(Pointing and labeling records)
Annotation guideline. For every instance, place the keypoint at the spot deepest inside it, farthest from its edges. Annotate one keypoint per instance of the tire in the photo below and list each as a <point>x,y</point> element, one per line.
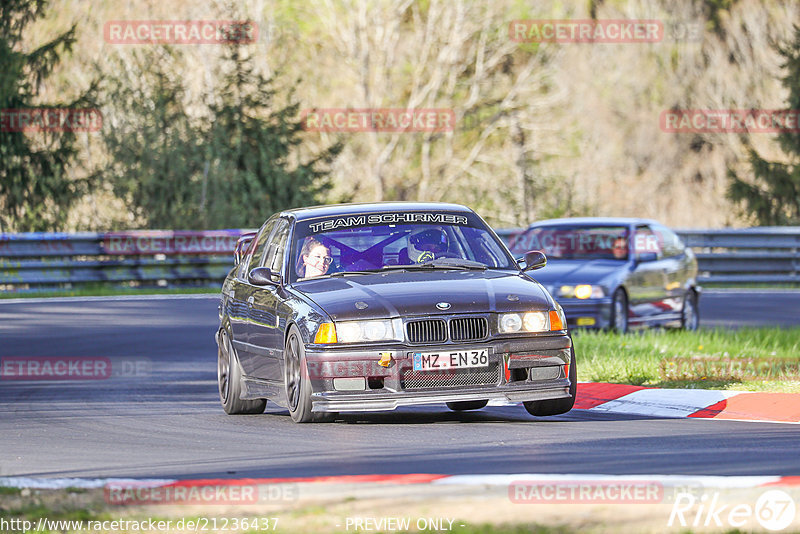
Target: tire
<point>557,406</point>
<point>460,406</point>
<point>619,312</point>
<point>298,384</point>
<point>229,381</point>
<point>690,313</point>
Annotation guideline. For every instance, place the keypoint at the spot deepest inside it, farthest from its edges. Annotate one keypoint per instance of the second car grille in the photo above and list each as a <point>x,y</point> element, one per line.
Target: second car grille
<point>436,330</point>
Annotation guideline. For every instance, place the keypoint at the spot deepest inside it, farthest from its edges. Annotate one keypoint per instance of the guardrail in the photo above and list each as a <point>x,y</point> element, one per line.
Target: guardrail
<point>764,255</point>
<point>47,261</point>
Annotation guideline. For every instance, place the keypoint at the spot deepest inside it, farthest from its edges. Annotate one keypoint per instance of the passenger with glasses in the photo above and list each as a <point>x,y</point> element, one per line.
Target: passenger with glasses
<point>316,259</point>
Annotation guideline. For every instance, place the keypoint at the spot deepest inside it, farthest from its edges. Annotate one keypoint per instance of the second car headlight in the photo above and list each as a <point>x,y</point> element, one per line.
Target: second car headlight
<point>582,291</point>
<point>366,331</point>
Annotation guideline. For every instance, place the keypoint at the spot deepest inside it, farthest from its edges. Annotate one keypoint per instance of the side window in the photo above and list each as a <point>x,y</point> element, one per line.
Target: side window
<point>671,243</point>
<point>259,244</point>
<point>646,240</point>
<point>277,246</point>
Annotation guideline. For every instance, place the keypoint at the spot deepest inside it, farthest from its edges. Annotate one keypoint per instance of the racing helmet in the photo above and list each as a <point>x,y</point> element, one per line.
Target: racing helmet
<point>426,244</point>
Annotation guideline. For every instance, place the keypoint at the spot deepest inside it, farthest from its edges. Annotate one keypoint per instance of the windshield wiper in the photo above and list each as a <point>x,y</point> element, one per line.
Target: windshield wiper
<point>368,271</point>
<point>439,264</point>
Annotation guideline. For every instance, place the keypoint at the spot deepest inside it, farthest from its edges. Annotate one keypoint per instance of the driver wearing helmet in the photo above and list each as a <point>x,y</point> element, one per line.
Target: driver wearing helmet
<point>427,244</point>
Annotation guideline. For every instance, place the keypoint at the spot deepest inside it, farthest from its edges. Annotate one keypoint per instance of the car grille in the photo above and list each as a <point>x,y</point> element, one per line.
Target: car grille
<point>451,378</point>
<point>427,331</point>
<point>468,328</point>
<point>436,331</point>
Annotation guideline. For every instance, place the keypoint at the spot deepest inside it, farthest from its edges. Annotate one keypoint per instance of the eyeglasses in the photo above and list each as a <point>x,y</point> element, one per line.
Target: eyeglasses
<point>327,260</point>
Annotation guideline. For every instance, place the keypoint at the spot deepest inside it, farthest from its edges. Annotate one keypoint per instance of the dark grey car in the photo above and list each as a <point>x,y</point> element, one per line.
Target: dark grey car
<point>615,273</point>
<point>376,306</point>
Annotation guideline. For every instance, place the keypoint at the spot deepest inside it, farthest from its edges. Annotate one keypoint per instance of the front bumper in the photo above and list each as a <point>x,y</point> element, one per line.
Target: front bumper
<point>519,370</point>
<point>587,313</point>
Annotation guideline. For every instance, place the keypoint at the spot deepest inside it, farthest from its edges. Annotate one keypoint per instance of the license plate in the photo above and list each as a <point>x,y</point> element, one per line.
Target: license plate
<point>457,359</point>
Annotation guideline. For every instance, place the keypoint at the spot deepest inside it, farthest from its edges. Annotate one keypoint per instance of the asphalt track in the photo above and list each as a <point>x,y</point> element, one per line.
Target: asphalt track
<point>161,418</point>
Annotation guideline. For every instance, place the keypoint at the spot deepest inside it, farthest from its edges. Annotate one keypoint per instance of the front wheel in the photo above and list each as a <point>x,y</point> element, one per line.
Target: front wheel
<point>557,406</point>
<point>229,380</point>
<point>298,384</point>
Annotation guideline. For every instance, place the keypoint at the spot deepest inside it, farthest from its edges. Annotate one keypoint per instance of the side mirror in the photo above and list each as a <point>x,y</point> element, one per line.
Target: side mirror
<point>241,245</point>
<point>262,276</point>
<point>534,259</point>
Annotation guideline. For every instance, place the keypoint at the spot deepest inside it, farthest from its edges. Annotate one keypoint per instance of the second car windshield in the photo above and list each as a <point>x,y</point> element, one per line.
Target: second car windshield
<point>575,242</point>
<point>392,246</point>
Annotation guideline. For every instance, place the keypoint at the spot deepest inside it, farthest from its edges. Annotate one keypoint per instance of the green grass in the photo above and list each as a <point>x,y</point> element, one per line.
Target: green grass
<point>105,291</point>
<point>654,357</point>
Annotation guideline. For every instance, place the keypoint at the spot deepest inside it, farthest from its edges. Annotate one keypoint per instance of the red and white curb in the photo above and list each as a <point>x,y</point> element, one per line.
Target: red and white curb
<point>696,403</point>
<point>413,478</point>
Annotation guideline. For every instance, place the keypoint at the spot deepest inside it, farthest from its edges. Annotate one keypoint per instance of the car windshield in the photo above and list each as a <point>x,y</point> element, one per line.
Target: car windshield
<point>338,246</point>
<point>575,242</point>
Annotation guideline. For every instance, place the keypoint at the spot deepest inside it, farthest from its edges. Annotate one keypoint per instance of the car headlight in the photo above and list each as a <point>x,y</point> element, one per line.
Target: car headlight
<point>533,321</point>
<point>358,331</point>
<point>582,291</point>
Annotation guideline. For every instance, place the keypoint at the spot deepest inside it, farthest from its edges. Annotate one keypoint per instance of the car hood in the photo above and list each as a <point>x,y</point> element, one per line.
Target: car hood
<point>404,294</point>
<point>579,271</point>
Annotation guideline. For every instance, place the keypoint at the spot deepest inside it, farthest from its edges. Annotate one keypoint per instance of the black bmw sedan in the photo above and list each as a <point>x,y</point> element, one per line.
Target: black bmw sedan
<point>615,273</point>
<point>375,306</point>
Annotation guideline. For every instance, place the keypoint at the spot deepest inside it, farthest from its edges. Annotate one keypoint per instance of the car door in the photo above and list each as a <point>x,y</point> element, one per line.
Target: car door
<point>675,265</point>
<point>647,290</point>
<point>264,332</point>
<point>244,296</point>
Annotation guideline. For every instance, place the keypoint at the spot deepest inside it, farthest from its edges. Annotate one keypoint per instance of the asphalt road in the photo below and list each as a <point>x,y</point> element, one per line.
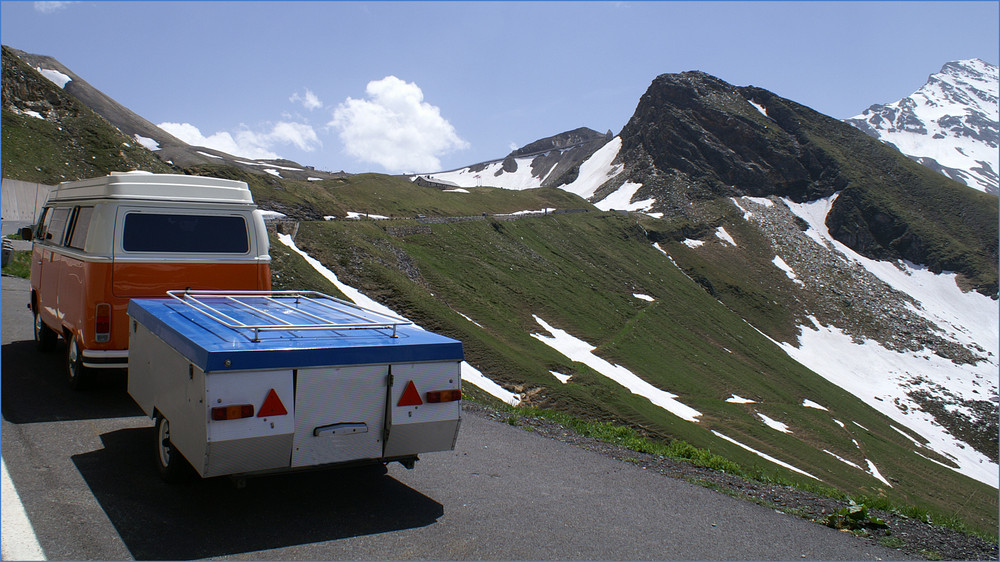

# Goal of the exercise
Rewrite every one of the records above, changing "Annotation guideline" to "Labeling rule" wherever it occurs and keeping everything else the same. Leave the pictures out of your answer.

# Full response
Labeling rule. For every instance, place the keypoint at the spot deepest inside it, farthest from its edges. Annotate one keypoint per instance of the tire in the photo below and list each as a <point>x,y</point> element, one per line.
Target: tire
<point>557,406</point>
<point>460,406</point>
<point>619,312</point>
<point>298,384</point>
<point>229,381</point>
<point>690,313</point>
Labeling rule. For every instance, place the keypoint at the spot deepest inside it, farthest from its edges. Annotate one keypoint per instance of the second car grille in the photo above and list each as a <point>x,y</point> element, one per line.
Target: second car grille
<point>436,330</point>
Labeling rule. For every instance, place the keypoint at the spot deepest inside it, farthest from its edges. Annotate one keypoint per instance of the guardrail in the photo above and list each as a <point>x,y</point> element, one per line.
Target: guardrail
<point>764,255</point>
<point>47,261</point>
Labeling rule. For every instance, place the keypoint at the spot deepest inside it, farthest from its edges. Annotate one keypoint per instance of the passenger with glasses in the photo above and list each as a <point>x,y</point> element, one per line.
Target: passenger with glasses
<point>316,259</point>
Labeling rule. For every instance, place the keypoint at the spot deepest inside it, farthest from its edges. Annotate one keypoint per instance of the second car headlight in the photo above and list each as a <point>x,y</point> element, one per line.
Target: second car headlight
<point>582,291</point>
<point>366,331</point>
Labeling rule. For every instance, place the keypoint at the spot deepest inside it, farthest from its edges. Annotate one keypoint per instance of the side window in the photo above and list each as a <point>x,y</point> element, one per line.
Target: side window
<point>671,243</point>
<point>259,244</point>
<point>646,240</point>
<point>277,246</point>
Labeling rule. For every instance, place the keypoint at the spot deepest inside it, farthest from its edges. Annotate one keypoint per instance of the racing helmet in the photo above and list each as a <point>x,y</point> element, one per line.
Target: racing helmet
<point>426,244</point>
Labeling rule. For every instance, place the keypoint at the spot deepest inside it, farthest from its edges. Annotate one keypoint per instance of the windshield wiper in the photo above and list each as a <point>x,y</point> element, one per line.
Target: windshield wiper
<point>368,271</point>
<point>439,264</point>
Labeling rule. For every instance, place the keypoint at the spot deepest inside it, farthest from its edges. Annotate one keypoint per instance of the driver wearing helmet in the photo above and list each as a <point>x,y</point> element, one per line.
Target: driver wearing helmet
<point>427,244</point>
Labeling rule. For every instance, place the keypoint at the spot deepest inside it, farthest from its edges. Annotate one keypoint per instance of the car grille in the photo above and list each as a <point>x,y</point> element, one per line.
Target: car grille
<point>451,378</point>
<point>427,331</point>
<point>468,328</point>
<point>436,331</point>
Labeling rule. For every instance, place the keypoint at the spot deepest inside it, farthest from its edges. Annotate one keypoint per instance of the eyeglasses in the photo above and list each as a <point>x,y</point> element, one per line.
Target: eyeglasses
<point>327,260</point>
Labeling rule. For every instance, place the keypoint at the spot deepest inside it, farthest from its edges. Annotate one keypoint per instance of the dark grey car in the photo above and list each as a <point>x,y</point> element, one per line.
Target: dark grey car
<point>615,273</point>
<point>376,306</point>
Labeling rule. For every instance, place the keypoint at the spot deepest inside it, farthest from its edges. Annotate one keypoint per instance of the front bumper in the photo above and list each as a <point>x,y</point> element, one per line.
Target: front bumper
<point>519,370</point>
<point>587,313</point>
Labeling rule. For every instance, place the keypoint at the spot deepest inside it, farthest from its edges. Annotate one keypoint per instance of the license plate in the photo above and list each as a <point>x,y</point> element, one per line.
Target: license plate
<point>457,359</point>
Labeling rule. For every instance, place the keypoint at the spot deepest inside it, farthest from its edges. Annotate one keypoint per instance of the asphalt track in the photo above and list each as a <point>x,y</point> element, one per line.
Target: asphalt track
<point>161,418</point>
Labeling rule. For every instance, place the keypoint at the spot deepest inside it, farthest from its edges. Annotate one keypoint per instance of the front wheel in the photo above and list each as a <point>x,y</point> element, one per line.
Target: front wheel
<point>557,406</point>
<point>229,380</point>
<point>298,384</point>
Labeling rule. For every instance, place the keypoint at the spot deepest inside it, farthest from its edges. Annotate one keypoint per instance of the side mirror in the photo above and list each as a <point>x,y</point> element, one per line.
Target: side mirror
<point>241,245</point>
<point>262,276</point>
<point>534,259</point>
Labeling rule. For every instance, place the keypoint at the spot deepest inside it, farthest from its edges. Annotate one keypoint per instance of the second car windshield in the photo above and list each as a <point>x,y</point> element, one per line.
Target: second car windshield
<point>575,242</point>
<point>392,246</point>
Labeling rule. For every instance, place the keypoint at the spot deepest inside it, farthest from its edges. Annotate one keypoint per instance of the green grass in the photo above and list each as a <point>x,y</point> element, one per line.
Target: green grass
<point>105,291</point>
<point>654,357</point>
Labeling rule. For every instance, place the keypoint at the spot deepest inside it, farthest from its edges. Annotate one keypoint per instance of the red and white curb in the photo above and list each as a <point>x,y</point> element, one per line.
Target: red and white curb
<point>696,403</point>
<point>413,478</point>
Labeling rule. For every instance, place the keypoint at the spot deepest inside it, farthest from its edges. Annotate one keypoint per instance of the car windshield in the photo above and list each as a <point>x,y</point> element, one per line.
Target: car windshield
<point>338,246</point>
<point>575,242</point>
Labeling rule. For every instance, place the keypoint at the spot deepest inside it, farthest from its edges. Annotate one keypoint per instance of the car headlight in the photo above and list each as a <point>x,y</point> element, one per line.
Target: car headlight
<point>533,321</point>
<point>358,331</point>
<point>582,291</point>
Labeling rule. For every instance, place the keypoint at the spot deepest inside it, farthest from its edges. Annotate one keypoint per instance of the car hood in the photo above and list each as a <point>x,y</point> element, one per line.
Target: car hood
<point>404,294</point>
<point>579,271</point>
Labeling rule. For every instance, place the keypoint at the spot deepest inside it, farthest from its edges. Annotate one keypoint per instance of the black bmw sedan in the photo above and list each as a <point>x,y</point> element, one per line.
Target: black bmw sedan
<point>615,273</point>
<point>375,306</point>
Labeling rule. For every instance, place the keypoint at the spot deepest inside it, farthest from its edges. Annotate one keypoint per instance of the car door in the photo above and list each as a <point>x,y</point> element, one per line.
Target: car door
<point>675,265</point>
<point>647,290</point>
<point>264,332</point>
<point>244,296</point>
Labeling rule. For every instance, place the keypoint at the spot deepest inside it, farthest from its edges. Annotate one keypoint per instance of the asphalt road in the photo below and list each as a <point>x,y</point> element, one per line.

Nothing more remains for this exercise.